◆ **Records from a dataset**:
-.-.-
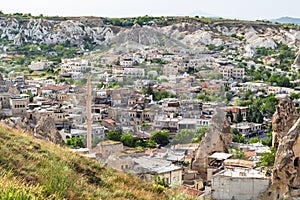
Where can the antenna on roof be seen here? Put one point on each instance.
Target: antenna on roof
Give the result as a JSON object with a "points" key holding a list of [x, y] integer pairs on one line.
{"points": [[89, 112]]}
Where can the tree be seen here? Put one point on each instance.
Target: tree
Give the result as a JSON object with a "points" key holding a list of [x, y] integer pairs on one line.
{"points": [[230, 115], [260, 118], [75, 142], [127, 139], [114, 135], [150, 143], [160, 137], [237, 153], [249, 115], [254, 140], [239, 139], [268, 159], [201, 132], [184, 136], [239, 116]]}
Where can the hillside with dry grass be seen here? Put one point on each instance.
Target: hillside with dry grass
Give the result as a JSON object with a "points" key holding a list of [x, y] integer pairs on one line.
{"points": [[33, 169]]}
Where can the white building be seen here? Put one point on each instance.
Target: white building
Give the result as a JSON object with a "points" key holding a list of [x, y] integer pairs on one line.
{"points": [[232, 72], [132, 71]]}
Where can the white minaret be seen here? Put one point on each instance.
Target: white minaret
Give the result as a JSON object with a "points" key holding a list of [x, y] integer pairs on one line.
{"points": [[89, 113]]}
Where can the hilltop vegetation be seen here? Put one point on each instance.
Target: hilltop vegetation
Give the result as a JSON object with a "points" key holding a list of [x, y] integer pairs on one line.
{"points": [[32, 169]]}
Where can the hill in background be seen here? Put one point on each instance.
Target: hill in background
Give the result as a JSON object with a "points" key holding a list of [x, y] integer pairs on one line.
{"points": [[33, 169], [287, 20]]}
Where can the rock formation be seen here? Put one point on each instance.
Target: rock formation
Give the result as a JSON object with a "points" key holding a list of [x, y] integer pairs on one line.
{"points": [[46, 130], [296, 64], [81, 31], [283, 119], [18, 123], [216, 139], [286, 171]]}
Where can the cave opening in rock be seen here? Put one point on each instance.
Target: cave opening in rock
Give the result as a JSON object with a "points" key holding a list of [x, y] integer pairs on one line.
{"points": [[296, 162]]}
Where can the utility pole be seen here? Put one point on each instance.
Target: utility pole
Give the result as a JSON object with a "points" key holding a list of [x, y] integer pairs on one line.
{"points": [[89, 113]]}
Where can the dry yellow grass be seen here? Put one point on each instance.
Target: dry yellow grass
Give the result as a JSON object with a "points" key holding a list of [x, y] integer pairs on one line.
{"points": [[33, 169]]}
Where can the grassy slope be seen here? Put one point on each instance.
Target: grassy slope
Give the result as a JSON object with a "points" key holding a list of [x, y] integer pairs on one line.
{"points": [[32, 169]]}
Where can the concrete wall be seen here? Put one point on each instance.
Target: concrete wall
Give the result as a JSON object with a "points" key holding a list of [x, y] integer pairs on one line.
{"points": [[228, 188]]}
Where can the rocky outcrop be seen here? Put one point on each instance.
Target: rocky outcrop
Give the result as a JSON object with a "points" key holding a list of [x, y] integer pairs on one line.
{"points": [[83, 31], [286, 172], [283, 120], [21, 123], [46, 130], [216, 139], [53, 31]]}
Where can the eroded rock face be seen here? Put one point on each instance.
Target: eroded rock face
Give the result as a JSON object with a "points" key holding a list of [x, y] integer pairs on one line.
{"points": [[286, 172], [46, 130], [216, 139], [18, 123], [283, 119]]}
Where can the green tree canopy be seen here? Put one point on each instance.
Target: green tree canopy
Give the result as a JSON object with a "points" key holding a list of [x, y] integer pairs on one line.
{"points": [[160, 137], [114, 135], [127, 139], [184, 136], [268, 159]]}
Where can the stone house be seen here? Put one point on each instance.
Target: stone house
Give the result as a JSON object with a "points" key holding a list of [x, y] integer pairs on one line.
{"points": [[246, 129], [236, 109], [239, 183], [18, 106], [108, 147]]}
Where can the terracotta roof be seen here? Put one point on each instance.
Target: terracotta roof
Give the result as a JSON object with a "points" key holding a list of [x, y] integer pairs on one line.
{"points": [[191, 191], [109, 121], [54, 87], [250, 153]]}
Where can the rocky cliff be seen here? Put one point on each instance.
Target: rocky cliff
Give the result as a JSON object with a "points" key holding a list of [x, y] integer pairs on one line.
{"points": [[283, 120], [286, 172], [217, 139], [83, 30], [45, 128]]}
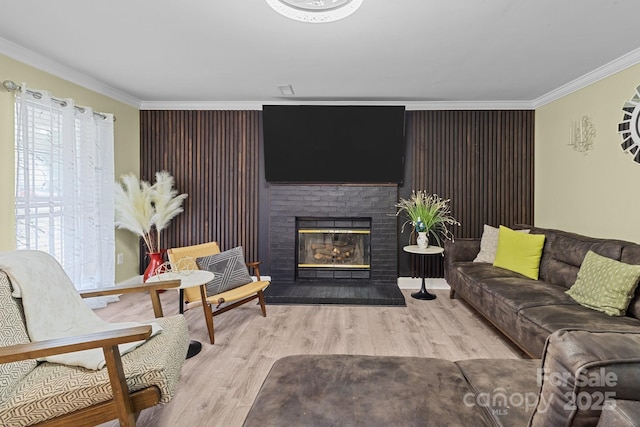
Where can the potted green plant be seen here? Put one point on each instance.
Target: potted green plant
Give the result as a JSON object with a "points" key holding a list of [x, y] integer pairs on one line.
-.-.-
◆ **TASK DESCRIPTION**:
Rewrite the stretch from "Where can the concrete" through the end of the records, changing "stone house" to "stone cottage" and keeping everything else the same. Leave the pictures out of your answer.

◆ **REPLY**:
Where can the concrete wall be seen here? Put one point on each instance.
Target: concrete wall
Give the result as a JSON object with a "points" key holding a list of [x, y] integer pairs on one line.
{"points": [[228, 188]]}
Where can the rocky outcrop be seen here? Put one point on each instance.
Target: rocky outcrop
Give the result as a JSON object with a "points" key holding a list of [x, y] integer pairs on one line.
{"points": [[83, 31], [286, 172], [283, 120], [21, 123], [46, 130], [216, 139], [53, 31]]}
Where can the eroded rock face be seen here? Put one point on each instance.
Target: eroded rock face
Give the result as a JSON object with a "points" key holding a list of [x, y] integer pairs on one line.
{"points": [[286, 172], [46, 130], [216, 139], [18, 123], [283, 119]]}
Where can the green tree canopy be seen here? Put one point on each instance.
Target: green tree canopy
Give the result as a JSON object with a "points" key holding a list of [x, y] integer pairs on one line.
{"points": [[160, 137], [114, 135], [127, 139], [184, 136], [268, 159]]}
Where can the stone cottage be seen here? Put one point on each instance.
Target: stone cottage
Give the result as a JSON object with a "points" key holding a list of [x, y] integer pairs on one line.
{"points": [[246, 129], [236, 109], [239, 183], [18, 106], [108, 147]]}
Where can the terracotta roof be seen here? Put one point on each instance.
Target: terracotta roof
Give the result as a JSON object with a "points" key holding a list of [x, y] integer pairs on one line.
{"points": [[191, 191], [109, 121], [54, 87], [250, 153]]}
Where can the rocky cliff be seen here? Put one point on each instance.
Target: rocky cliff
Give the result as a JSON object with a "points" key holding a list of [x, y] integer pairs on one line.
{"points": [[283, 120], [286, 172], [217, 139], [83, 30], [45, 128]]}
Where can the potted green plant be seen here? Put one point on each instance.
Target: potted green plant
Give the result as a JSON object with a "points" key holding a list of [x, y] integer pairs on one line.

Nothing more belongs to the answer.